#### PASSAGE ####

UNITED
STATES
SECURITIES AND EXCHANGE COMMISSION
Washington, D.C. 20549
FORM
6-K
REPORT
OF FOREIGN PRIVATE ISSUER PURSUANT TO RULE 13a-16 OR
15d-16 UNDER THE SECURITIES EXCHANGE ACT OF 1934
For
the month of May 2021
Commission
File Number: 001-34985
Globus
Maritime Limited
(Translation of registrant’s name into English)
128
Vouliagmenis Avenue, 3rd Floor, Glyfada, Attica, Greece, 166 74
(Address of principal executive office)
Indicate
by check mark whether the registrant files or will file annual reports under cover of Form 20-F or Form 40-F.
Form
20-F x Form 40-F ¨
Indicate
by check mark if the registrant is submitting the Form 6-K in paper as permitted by Regulation S-T Rule 101(b)(1):
Note:
Regulation S-T Rule 101(b)(1) only permits the submission in paper of a Form 6-K if submitted solely to provide an attached annual
report to security holders.
Indicate
by check mark if the registrant is submitting the Form 6-K in paper as permitted by Regulation S-T Rule 101(b)(7):
Note:
Regulation S-T Rule 101(b)(7) only permits the submission in paper of a Form 6-K if submitted to furnish a report or other document
that the registrant foreign private issuer must furnish and make public under the laws of the jurisdiction in which the registrant
is incorporated, domiciled or legally organized (the registrant's "home country"), or under the rules of the home country
exchange on which the registrant's securities are traded, as long as the report or other document is not a press release, is not
required to be and has not been distributed to the registrant's security holders, and, if discussing a material event, has already
been the subject of a Form 6-K submission or other Commission filing on EDGAR.

####

» BRIEF 1: Tally the lines of the records that contain the string "blue". Give only the number.
The records that follow are unrelated to the filing above.

#### SUPPLIED MATERIAL ####

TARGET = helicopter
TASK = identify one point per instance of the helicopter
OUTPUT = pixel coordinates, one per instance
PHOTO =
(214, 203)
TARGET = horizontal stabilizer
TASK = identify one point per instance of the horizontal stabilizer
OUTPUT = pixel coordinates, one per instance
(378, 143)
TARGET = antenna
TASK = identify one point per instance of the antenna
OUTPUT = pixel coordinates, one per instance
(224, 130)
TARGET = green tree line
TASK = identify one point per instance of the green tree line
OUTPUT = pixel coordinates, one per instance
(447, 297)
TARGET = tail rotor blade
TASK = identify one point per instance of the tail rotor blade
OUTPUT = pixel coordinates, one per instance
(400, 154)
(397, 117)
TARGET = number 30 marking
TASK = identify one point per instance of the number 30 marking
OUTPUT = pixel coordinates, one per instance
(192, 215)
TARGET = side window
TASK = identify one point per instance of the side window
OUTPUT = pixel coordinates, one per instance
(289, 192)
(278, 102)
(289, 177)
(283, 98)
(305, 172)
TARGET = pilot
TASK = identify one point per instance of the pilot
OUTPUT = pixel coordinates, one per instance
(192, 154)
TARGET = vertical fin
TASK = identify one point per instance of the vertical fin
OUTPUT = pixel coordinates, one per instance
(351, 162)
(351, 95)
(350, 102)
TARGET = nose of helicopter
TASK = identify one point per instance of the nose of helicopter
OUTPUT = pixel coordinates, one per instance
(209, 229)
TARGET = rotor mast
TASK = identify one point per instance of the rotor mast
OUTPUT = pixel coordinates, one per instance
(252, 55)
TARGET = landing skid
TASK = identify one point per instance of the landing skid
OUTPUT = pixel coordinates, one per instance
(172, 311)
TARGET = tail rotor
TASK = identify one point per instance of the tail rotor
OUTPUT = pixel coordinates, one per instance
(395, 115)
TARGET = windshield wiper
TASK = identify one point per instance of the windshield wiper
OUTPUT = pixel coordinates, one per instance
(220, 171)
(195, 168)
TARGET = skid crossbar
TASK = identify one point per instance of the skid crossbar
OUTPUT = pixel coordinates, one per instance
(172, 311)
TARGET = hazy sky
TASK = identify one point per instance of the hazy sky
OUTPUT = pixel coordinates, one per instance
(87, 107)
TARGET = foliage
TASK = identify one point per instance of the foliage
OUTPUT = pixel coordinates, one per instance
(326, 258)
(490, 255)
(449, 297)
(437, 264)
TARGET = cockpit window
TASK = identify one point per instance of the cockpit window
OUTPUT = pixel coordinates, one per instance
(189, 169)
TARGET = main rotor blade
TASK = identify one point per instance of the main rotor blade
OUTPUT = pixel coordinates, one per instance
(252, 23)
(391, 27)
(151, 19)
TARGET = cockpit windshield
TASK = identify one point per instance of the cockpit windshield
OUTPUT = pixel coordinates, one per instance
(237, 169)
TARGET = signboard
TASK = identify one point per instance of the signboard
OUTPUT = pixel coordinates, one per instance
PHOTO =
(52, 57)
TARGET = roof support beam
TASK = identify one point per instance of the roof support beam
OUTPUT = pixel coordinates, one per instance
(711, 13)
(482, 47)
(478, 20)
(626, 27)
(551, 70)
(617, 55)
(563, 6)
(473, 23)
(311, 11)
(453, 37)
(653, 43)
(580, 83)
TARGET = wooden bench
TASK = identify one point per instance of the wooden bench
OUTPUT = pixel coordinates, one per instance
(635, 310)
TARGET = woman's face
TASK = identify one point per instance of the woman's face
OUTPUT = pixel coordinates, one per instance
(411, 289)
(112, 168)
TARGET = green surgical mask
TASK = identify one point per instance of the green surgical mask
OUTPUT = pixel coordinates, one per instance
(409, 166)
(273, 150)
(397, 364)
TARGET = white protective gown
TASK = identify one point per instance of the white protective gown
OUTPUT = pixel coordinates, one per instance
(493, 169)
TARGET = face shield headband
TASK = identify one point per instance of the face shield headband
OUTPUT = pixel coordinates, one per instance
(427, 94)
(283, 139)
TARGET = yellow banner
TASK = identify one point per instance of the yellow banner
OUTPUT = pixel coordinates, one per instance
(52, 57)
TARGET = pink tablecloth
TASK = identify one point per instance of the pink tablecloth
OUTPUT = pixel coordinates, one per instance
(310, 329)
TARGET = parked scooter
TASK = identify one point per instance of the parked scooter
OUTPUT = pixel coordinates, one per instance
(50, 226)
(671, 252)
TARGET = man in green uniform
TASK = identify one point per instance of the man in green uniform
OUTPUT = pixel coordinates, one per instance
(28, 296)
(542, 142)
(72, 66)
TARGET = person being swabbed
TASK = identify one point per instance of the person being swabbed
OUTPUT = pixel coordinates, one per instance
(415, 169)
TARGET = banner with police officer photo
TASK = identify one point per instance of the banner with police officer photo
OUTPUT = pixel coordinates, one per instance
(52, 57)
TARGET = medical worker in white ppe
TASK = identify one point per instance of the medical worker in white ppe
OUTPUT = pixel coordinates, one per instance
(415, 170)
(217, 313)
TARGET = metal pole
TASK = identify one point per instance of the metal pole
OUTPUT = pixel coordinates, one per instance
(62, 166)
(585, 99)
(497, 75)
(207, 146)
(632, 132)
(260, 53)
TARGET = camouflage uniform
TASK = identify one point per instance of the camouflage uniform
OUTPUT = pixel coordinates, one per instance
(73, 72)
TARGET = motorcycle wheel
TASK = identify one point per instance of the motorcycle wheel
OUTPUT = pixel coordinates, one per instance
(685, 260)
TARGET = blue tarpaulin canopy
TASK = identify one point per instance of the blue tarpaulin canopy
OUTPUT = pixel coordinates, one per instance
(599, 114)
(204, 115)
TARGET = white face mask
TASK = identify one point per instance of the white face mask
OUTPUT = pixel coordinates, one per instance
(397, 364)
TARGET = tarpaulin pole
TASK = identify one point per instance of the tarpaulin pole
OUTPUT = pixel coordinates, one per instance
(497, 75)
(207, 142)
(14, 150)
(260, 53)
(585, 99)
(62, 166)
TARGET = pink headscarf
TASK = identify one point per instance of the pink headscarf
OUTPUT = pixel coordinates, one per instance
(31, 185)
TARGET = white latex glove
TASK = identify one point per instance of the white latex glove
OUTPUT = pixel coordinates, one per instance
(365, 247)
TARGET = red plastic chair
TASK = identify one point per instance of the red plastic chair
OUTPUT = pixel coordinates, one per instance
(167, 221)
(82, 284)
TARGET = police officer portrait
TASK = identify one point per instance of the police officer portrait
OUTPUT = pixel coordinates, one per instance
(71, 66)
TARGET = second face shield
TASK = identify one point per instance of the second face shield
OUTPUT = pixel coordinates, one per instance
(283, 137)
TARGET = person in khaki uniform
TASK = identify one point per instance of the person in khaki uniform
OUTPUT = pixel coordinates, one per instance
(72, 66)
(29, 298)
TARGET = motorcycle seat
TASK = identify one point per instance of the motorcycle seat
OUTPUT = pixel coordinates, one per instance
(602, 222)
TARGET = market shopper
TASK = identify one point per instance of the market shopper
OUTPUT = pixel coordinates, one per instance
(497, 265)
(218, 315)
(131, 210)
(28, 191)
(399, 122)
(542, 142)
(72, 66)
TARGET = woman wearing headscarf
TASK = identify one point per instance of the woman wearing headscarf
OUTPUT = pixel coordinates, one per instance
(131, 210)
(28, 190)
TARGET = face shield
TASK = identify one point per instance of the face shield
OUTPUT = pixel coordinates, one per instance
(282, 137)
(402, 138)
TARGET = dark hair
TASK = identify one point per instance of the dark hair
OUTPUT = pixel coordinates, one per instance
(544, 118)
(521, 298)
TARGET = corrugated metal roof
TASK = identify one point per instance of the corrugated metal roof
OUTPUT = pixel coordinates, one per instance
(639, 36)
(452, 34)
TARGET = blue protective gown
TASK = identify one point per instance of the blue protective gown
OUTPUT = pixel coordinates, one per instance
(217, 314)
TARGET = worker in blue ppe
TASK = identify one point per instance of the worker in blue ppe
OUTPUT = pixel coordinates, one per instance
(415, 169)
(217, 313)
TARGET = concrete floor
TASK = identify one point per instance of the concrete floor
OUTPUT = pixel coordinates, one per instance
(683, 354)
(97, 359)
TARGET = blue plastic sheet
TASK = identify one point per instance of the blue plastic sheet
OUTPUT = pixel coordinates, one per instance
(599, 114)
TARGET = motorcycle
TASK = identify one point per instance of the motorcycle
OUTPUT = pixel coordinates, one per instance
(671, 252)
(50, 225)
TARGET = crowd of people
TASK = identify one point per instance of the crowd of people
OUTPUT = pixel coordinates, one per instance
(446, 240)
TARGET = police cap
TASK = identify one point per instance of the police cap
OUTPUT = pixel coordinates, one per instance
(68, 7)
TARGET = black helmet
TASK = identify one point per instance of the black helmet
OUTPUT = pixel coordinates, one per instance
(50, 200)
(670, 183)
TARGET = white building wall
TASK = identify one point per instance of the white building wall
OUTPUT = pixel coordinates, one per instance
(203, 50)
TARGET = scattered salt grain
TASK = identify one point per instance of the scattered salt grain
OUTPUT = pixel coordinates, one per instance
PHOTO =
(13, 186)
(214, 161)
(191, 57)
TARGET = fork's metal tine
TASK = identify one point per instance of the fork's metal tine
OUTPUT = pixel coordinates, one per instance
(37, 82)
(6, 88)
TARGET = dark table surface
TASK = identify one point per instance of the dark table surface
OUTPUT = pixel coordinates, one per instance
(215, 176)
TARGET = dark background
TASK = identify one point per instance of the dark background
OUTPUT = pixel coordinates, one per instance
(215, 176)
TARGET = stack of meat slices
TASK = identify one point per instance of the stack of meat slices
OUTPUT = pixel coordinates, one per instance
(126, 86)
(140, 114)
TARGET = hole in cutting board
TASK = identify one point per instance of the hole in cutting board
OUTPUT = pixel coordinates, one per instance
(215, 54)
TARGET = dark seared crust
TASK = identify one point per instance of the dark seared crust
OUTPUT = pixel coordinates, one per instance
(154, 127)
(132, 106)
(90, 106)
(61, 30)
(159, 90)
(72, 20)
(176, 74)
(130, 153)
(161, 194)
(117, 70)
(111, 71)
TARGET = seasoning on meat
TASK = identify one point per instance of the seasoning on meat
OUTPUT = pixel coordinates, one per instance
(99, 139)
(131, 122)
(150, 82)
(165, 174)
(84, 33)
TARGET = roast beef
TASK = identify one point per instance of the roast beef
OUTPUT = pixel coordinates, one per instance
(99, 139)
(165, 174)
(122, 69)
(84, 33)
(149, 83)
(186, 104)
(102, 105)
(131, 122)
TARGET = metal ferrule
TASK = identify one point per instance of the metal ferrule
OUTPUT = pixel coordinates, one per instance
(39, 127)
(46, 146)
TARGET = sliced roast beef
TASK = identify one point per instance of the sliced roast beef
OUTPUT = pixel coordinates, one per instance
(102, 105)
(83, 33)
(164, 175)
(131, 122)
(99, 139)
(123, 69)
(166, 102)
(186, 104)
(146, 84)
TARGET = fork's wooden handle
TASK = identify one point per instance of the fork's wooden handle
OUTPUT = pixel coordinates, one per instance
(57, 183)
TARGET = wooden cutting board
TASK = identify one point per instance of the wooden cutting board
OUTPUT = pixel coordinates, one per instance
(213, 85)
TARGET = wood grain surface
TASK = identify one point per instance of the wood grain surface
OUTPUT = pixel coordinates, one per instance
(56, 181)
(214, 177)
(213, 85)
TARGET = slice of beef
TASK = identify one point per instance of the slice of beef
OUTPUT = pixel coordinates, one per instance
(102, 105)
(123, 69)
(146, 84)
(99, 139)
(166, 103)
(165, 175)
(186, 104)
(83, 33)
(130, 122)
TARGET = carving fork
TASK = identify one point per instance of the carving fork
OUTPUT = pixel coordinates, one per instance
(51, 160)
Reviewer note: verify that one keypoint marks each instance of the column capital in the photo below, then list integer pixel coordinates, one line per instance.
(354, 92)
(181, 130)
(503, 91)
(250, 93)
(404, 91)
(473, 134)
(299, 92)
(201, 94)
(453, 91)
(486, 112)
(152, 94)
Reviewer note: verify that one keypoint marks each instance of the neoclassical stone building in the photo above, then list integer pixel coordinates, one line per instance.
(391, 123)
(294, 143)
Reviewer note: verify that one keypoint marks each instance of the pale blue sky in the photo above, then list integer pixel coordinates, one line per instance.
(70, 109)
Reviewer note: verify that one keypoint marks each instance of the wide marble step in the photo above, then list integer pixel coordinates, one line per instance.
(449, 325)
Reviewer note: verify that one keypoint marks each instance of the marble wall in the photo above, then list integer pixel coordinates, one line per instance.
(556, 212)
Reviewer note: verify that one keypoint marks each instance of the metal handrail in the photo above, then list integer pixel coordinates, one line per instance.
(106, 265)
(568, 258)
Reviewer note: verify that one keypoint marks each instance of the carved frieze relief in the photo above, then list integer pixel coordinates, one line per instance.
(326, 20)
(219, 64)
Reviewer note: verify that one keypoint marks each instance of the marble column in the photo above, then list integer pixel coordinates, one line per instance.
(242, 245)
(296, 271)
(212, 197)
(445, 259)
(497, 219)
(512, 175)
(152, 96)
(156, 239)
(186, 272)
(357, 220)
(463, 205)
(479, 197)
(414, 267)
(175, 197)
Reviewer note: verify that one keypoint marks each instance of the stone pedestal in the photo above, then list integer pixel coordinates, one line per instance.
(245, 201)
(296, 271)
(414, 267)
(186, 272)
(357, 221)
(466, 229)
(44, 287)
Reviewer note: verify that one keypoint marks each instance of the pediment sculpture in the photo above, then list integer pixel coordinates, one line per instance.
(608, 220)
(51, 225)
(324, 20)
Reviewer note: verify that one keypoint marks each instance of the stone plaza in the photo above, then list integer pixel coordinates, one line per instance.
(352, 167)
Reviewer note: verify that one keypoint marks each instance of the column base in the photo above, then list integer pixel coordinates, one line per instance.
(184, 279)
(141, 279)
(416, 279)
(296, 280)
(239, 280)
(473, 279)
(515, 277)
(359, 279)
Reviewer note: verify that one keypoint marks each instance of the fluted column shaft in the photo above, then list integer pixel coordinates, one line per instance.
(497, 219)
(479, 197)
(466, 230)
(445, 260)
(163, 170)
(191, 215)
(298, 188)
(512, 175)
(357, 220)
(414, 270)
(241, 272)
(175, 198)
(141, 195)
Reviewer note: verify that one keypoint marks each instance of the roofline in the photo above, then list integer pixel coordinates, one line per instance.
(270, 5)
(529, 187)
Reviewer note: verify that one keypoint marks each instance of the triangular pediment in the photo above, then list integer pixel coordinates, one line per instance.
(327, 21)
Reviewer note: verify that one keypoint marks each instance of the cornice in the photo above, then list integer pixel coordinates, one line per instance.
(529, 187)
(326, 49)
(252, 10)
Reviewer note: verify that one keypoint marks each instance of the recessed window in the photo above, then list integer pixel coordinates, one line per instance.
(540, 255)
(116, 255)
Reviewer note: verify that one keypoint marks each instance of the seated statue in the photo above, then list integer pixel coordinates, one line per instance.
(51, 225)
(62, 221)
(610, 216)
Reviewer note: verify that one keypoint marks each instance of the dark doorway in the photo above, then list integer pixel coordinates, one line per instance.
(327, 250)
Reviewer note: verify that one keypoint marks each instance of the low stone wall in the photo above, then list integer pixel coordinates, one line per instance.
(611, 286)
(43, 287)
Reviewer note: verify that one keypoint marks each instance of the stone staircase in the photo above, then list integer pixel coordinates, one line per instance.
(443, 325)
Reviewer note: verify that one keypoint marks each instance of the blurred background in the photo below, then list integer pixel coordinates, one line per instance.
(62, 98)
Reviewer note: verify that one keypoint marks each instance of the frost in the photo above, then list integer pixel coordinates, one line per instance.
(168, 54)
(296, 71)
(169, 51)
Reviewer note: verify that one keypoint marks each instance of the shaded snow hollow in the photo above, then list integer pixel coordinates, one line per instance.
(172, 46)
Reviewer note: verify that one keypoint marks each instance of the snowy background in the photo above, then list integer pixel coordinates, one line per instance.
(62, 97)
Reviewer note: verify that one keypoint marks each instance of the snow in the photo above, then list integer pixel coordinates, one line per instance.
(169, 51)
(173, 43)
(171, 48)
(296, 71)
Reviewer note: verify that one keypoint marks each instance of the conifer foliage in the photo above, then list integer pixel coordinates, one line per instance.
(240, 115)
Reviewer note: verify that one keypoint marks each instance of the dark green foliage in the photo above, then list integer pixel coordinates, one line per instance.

####

» BRIEF 2:
Using the filing, answer these questions:
(a) For which month is the report made?
(b) What is the Commission file number?
(c) In which town is the principal executive office located?

» EXERCISE SOLUTION 1: 9

» EXERCISE SOLUTION 2:
(a) May 2021
(b) 001-34985
(c) Glyfada